== What is expected ==
Rewrite all the items below, replacing "Add nothing beyond the points" with "Give only the points" and keeping everything else the same. Leave the pictures out of your answer.

== Entries ==
****

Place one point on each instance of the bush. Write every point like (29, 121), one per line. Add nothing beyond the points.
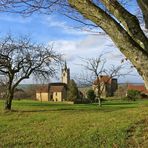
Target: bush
(133, 94)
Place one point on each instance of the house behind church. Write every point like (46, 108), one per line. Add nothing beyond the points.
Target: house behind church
(107, 85)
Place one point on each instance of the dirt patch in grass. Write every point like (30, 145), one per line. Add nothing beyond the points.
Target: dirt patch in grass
(137, 135)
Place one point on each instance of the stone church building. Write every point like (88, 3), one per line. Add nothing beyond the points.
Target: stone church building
(56, 92)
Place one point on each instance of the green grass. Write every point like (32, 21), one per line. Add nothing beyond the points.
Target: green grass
(58, 125)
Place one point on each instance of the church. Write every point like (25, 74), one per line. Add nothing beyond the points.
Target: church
(56, 92)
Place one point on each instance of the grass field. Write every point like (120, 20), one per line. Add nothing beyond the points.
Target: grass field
(55, 125)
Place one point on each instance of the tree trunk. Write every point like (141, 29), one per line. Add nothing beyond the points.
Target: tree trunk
(8, 101)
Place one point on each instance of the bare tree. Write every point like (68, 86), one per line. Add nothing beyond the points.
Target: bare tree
(110, 15)
(101, 74)
(19, 59)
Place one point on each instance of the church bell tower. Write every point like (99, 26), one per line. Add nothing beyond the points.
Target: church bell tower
(65, 74)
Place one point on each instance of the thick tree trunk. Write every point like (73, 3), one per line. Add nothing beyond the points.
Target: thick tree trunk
(144, 7)
(124, 40)
(8, 101)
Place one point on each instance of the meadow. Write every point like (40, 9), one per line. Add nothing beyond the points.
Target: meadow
(118, 124)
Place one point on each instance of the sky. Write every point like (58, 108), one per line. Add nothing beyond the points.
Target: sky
(73, 43)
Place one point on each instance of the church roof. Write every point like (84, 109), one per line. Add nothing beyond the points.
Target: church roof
(43, 88)
(140, 88)
(56, 88)
(104, 79)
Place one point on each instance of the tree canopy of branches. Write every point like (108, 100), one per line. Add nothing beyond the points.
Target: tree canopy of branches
(19, 59)
(122, 26)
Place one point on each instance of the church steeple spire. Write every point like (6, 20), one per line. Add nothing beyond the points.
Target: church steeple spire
(65, 65)
(65, 74)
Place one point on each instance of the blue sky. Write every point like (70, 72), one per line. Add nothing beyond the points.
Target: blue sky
(73, 43)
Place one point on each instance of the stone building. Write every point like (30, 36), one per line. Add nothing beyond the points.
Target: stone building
(106, 85)
(55, 91)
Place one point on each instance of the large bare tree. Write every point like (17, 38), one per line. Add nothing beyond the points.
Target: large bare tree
(122, 26)
(19, 59)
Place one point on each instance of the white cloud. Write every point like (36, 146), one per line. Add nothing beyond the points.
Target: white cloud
(17, 19)
(64, 25)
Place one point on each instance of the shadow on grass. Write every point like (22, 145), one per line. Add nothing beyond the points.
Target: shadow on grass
(85, 109)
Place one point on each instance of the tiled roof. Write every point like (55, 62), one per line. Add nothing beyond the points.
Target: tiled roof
(43, 88)
(56, 88)
(140, 88)
(105, 79)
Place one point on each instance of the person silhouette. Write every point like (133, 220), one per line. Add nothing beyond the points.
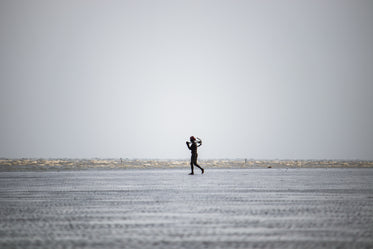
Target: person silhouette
(193, 145)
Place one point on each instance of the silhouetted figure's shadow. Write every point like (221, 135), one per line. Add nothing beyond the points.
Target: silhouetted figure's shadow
(193, 145)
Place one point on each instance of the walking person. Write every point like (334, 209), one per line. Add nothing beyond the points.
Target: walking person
(193, 145)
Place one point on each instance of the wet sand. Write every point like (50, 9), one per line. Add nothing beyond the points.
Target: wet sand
(166, 208)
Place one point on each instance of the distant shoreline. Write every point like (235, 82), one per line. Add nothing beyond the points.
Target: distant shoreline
(81, 164)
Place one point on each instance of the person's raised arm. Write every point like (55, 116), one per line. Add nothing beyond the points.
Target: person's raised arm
(199, 141)
(188, 144)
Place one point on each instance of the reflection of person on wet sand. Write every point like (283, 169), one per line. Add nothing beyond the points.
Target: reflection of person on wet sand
(192, 145)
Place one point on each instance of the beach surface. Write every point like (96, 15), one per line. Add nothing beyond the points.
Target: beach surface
(167, 208)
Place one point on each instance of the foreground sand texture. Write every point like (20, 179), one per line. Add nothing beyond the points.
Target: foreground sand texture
(166, 208)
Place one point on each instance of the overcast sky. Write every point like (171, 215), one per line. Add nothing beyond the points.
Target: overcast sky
(134, 79)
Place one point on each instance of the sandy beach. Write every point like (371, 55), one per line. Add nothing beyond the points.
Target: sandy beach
(166, 208)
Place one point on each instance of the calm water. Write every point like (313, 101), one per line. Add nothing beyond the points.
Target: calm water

****

== Solution ==
Place one point on each instance of the bush. Write every point like (29, 121), one per line. Give only the points.
Target: bush
(133, 94)
Place one point on each instance of the house behind church. Write every point like (46, 108), one per line. Give only the points.
Target: house behind church
(107, 85)
Place one point on each instance of the dirt patch in grass. Write every point like (30, 145), one per line. Give only the points.
Target: dirt patch in grass
(137, 135)
Place one point on each instance of the stone church building. Write every point like (88, 3), one per line. Give only the points.
Target: stone church building
(56, 92)
Place one point on each instance of the green grass. Write every point like (32, 21), one per line. Give only the points.
Target: green grass
(58, 125)
Place one point on each instance of the church. Write every point like (25, 74), one per line. Give only the points.
Target: church
(56, 92)
Place one point on each instance of the grass field. Write every point like (120, 20), one per line. Give only the points.
Target: grass field
(55, 125)
Place one point on each instance of the tree trunk. Write every point like (141, 29), one per line. Give only the points.
Target: tree trunk
(8, 101)
Place one point on each instance of the bare tree. Write every point like (68, 86), one per line. Give only the points.
Target: bare tree
(110, 15)
(101, 74)
(19, 59)
Place one point on each instance of the church bell tower. Write every point like (99, 26), one per line. Give only the points.
Target: church bell tower
(65, 74)
Place one point on each instance of the thick tree trunk. Write every point like (73, 3), one per line. Give only the points.
Target: thick tree trunk
(144, 7)
(124, 40)
(8, 101)
Place one point on each instance of the meadow. Write every point like (40, 9), one per line. Give only the points.
Target: meadow
(118, 124)
Place one point on each instance of the sky. Write every point like (58, 108), one per line. Give only the points.
Target: sky
(73, 43)
Place one point on each instance of the church roof. Write every point like (84, 109), one per line. Give only the points.
Target: church roof
(43, 88)
(140, 88)
(56, 88)
(104, 79)
Place one point on each instance of the tree canopy of branches. Write every point like (108, 100), one per line. Give only the points.
Target: tree canopy of branches
(19, 59)
(122, 26)
Place one point on each instance of the church steeple spire. Write every point like (6, 20), one per line. Give only the points.
Target: church steeple spire
(65, 65)
(65, 74)
Place one point on each instance of the blue sky. Write every point like (70, 72), one per line. Give only the points.
Target: blue sky
(73, 43)
Place one point on each instance of the stone building. Write every point like (30, 36), one per line. Give only the points.
Target: stone building
(106, 85)
(55, 91)
Place one point on each instance of the large bare tree. Write every point like (17, 38), one per line. Give only the points.
Target: large bare tree
(122, 26)
(19, 59)
Place one point on each instance of the white cloud. Write every point like (36, 146), one per line. Give only the points.
Target: white cloud
(17, 19)
(64, 25)
Place one point on each instance of the shadow on grass. Write every point like (22, 145), one per line. Give only the points.
Target: shadow on grass
(85, 109)
Place one point on each instance of the tiled roof. Write every point like (55, 62), one per line. Give only the points.
Target: tiled roof
(43, 88)
(56, 88)
(140, 88)
(105, 79)
Place one point on each instance of the person silhouette. Write every point like (133, 220), one per line. Give only the points.
Target: person silhouette
(193, 145)
Place one point on each instance of the silhouetted figure's shadow. Write every point like (221, 135), one per line. Give only the points.
Target: silhouetted figure's shadow
(193, 145)
Place one point on each instance of the walking person. Write every point like (334, 209), one per line. Give only the points.
Target: walking person
(193, 145)
Place one point on each instance of the wet sand. Write every point like (50, 9), one per line. Give only the points.
Target: wet sand
(166, 208)
Place one point on each instance of the distant shoreline. Write every point like (235, 82), one per line. Give only the points.
Target: distant shoreline
(81, 164)
Place one point on each instance of the person's raised arm. Write every point like (55, 116), one per line. Give only the points.
Target: person's raised arm
(199, 141)
(188, 144)
Place one point on each instance of the reflection of person on wet sand. Write every point like (283, 169), one per line. Give only the points.
Target: reflection of person on wet sand
(192, 145)
Place one point on each instance of the beach surface. Write every point like (96, 15), one per line. Give only the points.
Target: beach surface
(167, 208)
Place one point on each instance of the foreground sand texture. Write every point like (20, 179), one per line. Give only the points.
Target: foreground sand texture
(166, 208)
Place one point on each instance of the overcast sky. Write every point like (171, 215), one per line. Give only the points.
Target: overcast sky
(134, 79)
Place one point on each instance of the sandy beach. Write every point like (371, 55), one per line. Give only the points.
Target: sandy beach
(166, 208)
Place one point on each instance of the calm water. Write every point like (313, 101), one per line. Give only the points.
Target: calm water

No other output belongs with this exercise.